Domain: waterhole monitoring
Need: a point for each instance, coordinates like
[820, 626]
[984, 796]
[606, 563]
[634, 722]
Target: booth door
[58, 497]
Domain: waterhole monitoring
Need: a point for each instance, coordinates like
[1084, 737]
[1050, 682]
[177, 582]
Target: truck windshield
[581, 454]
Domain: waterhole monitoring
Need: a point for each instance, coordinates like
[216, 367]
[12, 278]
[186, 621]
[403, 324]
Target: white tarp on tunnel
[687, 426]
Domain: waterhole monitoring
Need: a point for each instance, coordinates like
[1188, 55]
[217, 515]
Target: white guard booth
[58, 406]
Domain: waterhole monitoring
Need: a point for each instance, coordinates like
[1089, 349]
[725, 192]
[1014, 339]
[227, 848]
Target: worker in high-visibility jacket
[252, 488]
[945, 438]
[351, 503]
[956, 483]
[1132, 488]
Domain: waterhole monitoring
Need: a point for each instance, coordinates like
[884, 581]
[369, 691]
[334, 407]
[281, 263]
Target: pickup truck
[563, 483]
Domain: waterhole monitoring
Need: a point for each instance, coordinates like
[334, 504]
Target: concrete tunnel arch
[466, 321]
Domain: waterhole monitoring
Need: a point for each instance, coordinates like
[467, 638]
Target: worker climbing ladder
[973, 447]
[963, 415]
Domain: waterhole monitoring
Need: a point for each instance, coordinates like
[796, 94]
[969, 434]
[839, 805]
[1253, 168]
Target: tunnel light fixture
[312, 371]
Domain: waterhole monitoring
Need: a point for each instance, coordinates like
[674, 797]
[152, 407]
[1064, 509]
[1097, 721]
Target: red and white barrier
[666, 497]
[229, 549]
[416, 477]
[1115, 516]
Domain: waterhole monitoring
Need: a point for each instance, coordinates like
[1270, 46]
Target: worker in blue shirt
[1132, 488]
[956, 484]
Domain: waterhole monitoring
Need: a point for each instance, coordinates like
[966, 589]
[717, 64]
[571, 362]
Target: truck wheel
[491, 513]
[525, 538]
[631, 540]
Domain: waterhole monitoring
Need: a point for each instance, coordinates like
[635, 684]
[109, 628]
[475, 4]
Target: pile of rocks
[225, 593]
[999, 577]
________________________
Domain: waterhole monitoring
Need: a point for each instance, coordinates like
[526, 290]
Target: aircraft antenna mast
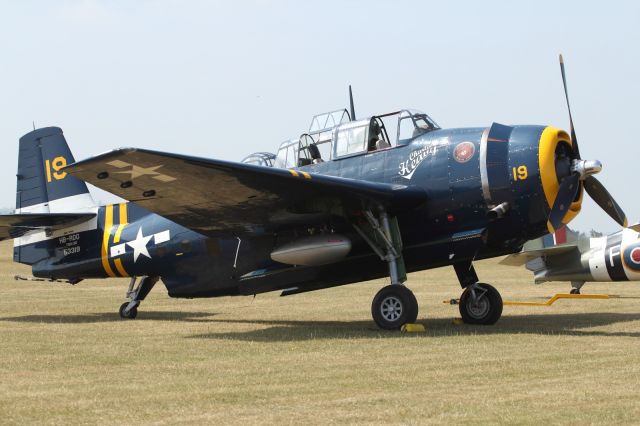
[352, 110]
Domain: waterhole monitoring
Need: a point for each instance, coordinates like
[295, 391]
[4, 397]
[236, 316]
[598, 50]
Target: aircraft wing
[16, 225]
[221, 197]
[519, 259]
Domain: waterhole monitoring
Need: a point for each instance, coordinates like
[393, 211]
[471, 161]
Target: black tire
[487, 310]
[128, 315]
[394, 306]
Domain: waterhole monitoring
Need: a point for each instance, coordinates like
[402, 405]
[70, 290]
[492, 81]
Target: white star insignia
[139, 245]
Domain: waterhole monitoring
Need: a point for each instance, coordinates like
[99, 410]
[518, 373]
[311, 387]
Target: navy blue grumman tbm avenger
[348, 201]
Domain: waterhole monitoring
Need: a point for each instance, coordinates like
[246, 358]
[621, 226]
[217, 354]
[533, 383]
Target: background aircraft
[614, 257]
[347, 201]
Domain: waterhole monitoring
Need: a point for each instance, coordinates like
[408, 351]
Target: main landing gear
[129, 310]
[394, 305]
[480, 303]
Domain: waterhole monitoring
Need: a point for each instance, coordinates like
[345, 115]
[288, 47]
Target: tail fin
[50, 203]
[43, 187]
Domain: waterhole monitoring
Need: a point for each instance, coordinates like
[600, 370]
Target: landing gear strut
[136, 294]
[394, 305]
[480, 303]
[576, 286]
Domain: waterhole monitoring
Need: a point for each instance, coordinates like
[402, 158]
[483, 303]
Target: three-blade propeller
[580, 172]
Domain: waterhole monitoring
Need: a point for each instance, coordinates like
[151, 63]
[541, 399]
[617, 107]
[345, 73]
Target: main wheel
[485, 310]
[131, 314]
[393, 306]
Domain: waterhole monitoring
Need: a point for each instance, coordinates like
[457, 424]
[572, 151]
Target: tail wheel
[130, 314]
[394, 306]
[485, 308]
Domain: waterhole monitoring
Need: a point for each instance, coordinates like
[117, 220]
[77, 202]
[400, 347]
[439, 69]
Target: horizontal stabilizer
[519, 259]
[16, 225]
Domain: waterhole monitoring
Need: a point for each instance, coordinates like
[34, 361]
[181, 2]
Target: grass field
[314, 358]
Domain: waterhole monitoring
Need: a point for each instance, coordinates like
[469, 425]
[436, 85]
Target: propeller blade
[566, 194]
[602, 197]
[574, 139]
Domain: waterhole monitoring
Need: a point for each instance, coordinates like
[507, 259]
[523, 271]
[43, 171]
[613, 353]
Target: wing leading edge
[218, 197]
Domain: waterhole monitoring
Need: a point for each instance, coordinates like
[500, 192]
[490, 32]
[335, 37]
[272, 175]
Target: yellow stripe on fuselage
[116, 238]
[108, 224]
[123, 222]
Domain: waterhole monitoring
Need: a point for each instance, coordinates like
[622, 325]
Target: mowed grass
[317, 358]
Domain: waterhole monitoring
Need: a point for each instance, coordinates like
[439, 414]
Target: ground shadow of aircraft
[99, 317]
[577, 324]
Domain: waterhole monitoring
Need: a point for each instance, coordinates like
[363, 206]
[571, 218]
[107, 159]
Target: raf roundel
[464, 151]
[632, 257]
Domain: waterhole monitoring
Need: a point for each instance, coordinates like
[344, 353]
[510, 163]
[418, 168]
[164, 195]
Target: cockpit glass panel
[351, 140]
________________________
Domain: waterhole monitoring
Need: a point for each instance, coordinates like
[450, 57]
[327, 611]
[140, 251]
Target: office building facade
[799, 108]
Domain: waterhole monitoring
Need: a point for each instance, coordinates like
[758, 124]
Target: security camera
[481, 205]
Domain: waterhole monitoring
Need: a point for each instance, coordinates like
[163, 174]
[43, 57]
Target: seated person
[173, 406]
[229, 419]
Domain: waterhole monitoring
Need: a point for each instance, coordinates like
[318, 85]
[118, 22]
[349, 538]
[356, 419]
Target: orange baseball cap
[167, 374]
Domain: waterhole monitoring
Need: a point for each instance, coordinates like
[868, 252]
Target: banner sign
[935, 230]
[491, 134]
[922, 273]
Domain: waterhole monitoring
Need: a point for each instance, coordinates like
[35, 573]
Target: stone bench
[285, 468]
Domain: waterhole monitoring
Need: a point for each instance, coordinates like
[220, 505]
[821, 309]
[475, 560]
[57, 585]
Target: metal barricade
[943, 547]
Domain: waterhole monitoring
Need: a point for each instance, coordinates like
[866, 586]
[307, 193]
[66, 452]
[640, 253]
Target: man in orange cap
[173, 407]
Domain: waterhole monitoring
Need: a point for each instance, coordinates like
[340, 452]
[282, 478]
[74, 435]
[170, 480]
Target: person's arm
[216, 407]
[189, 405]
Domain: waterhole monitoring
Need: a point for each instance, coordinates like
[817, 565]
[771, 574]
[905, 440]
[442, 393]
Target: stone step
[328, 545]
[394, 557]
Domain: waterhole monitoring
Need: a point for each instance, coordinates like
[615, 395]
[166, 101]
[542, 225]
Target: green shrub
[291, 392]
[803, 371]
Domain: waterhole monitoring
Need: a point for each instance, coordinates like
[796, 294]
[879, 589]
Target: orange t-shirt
________________________
— Written problem —
Gather every line of the data above that contains the word "person", and copy each of those lines in full.

— Reply to the task —
Target: seated person
Target: person's arm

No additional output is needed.